- **DIRECTIVE 1**
From the excerpt about Energy Secretary Ernest Moniz, output the passage from "Or intellectually charming" up to and including "in the dust.".
- **DIRECTIVE 2**
In the excerpt about Energy Secretary Ernest Moniz, what scientific field is Moniz trained in?
- **DIRECTIVE 3**
Write the next part of the excerpt about Energy Secretary Ernest Moniz, picking up after its final sentence.

- **TEXT SECTION**
He’s blinding them with science.

Or intellectually charming them anyway. That’s how Energy Secretary Ernest Moniz seems to be winning fans in the difficult fight to sell the Iran deal on Capitol Hill….Moniz, a nuclear physicist with mad-scientist hair, has already been credited as the administration’s secret weapon in the lengthy negotiations to secure an Iran deal that will prevent the rogue country from securing a nuclear weapon.

….Moniz can certainly lapse into the technical talk with aplomb — and when he gets to talking about the half-lives of isotopes and the detection technologies that will be deployed to survey Iran’s suspected nuclear activities, he can leave his audience in the dust.

But in the two years since Moniz became Energy Secretary, lawmakers have far more often noted and applauded the former professor’s natural ability to translate complex scientific concepts into digestible terms.

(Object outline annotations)
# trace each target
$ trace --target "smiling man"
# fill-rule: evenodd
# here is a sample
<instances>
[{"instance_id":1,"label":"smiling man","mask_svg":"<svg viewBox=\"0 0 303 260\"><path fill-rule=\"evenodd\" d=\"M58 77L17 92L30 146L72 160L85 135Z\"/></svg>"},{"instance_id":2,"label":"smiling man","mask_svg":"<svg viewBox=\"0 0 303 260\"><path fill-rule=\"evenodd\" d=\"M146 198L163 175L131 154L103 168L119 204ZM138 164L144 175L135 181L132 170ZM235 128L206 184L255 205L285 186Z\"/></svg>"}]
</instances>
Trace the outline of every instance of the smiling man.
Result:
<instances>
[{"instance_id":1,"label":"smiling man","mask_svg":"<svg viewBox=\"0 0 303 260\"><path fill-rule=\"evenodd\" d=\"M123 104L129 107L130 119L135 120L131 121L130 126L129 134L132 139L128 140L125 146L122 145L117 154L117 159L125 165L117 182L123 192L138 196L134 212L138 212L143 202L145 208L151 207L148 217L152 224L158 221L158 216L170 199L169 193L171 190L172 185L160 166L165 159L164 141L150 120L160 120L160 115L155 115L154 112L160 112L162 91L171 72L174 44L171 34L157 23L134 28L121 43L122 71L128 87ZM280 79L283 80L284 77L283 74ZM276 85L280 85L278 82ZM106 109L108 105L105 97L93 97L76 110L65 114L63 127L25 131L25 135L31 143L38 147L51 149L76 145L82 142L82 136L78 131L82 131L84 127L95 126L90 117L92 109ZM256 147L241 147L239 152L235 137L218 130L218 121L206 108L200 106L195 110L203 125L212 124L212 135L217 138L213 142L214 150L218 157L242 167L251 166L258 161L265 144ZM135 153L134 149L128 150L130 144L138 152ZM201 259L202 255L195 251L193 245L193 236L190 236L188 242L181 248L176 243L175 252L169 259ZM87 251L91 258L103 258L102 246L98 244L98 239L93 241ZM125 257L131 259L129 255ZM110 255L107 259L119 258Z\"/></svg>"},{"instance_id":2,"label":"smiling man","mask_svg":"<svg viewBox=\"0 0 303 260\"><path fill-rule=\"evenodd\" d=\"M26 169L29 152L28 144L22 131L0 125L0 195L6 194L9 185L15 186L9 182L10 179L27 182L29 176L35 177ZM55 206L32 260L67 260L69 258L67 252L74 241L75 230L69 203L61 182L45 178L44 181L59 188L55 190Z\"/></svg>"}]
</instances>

- **WRITTEN RESPONSE 1**
Or intellectually charming them anyway. That’s how Energy Secretary Ernest Moniz seems to be winning fans in the difficult fight to sell the Iran deal on Capitol Hill….Moniz, a nuclear physicist with mad-scientist hair, has already been credited as the administration’s secret weapon in the lengthy negotiations to secure an Iran deal that will prevent the rogue country from securing a nuclear weapon.

….Moniz can certainly lapse into the technical talk with aplomb — and when he gets to talking about the half-lives of isotopes and the detection technologies that will be deployed to survey Iran’s suspected nuclear activities, he can leave his audience in the dust.

- **WRITTEN RESPONSE 2**
He is a nuclear physicist.

- **WRITTEN RESPONSE 3**
It’s funny, in a way. Plenty of highly-qualified scientists have testified before Congress, and mostly they get treated as if they were balky university freshmen. But nuclear physics! That still has cachet. Start talking about the half-lives of isotopes and legislators swoon with admiration.

Except for dumbest among them, of course, who can’t tell the difference between an MIT-trained physics PhD and Dr. Phil. That, of course, would be Wisconsin’s favorite son, Ron Johnson. He just wanted to talk about the danger of electromagnetic pulses. Nice work, Senator.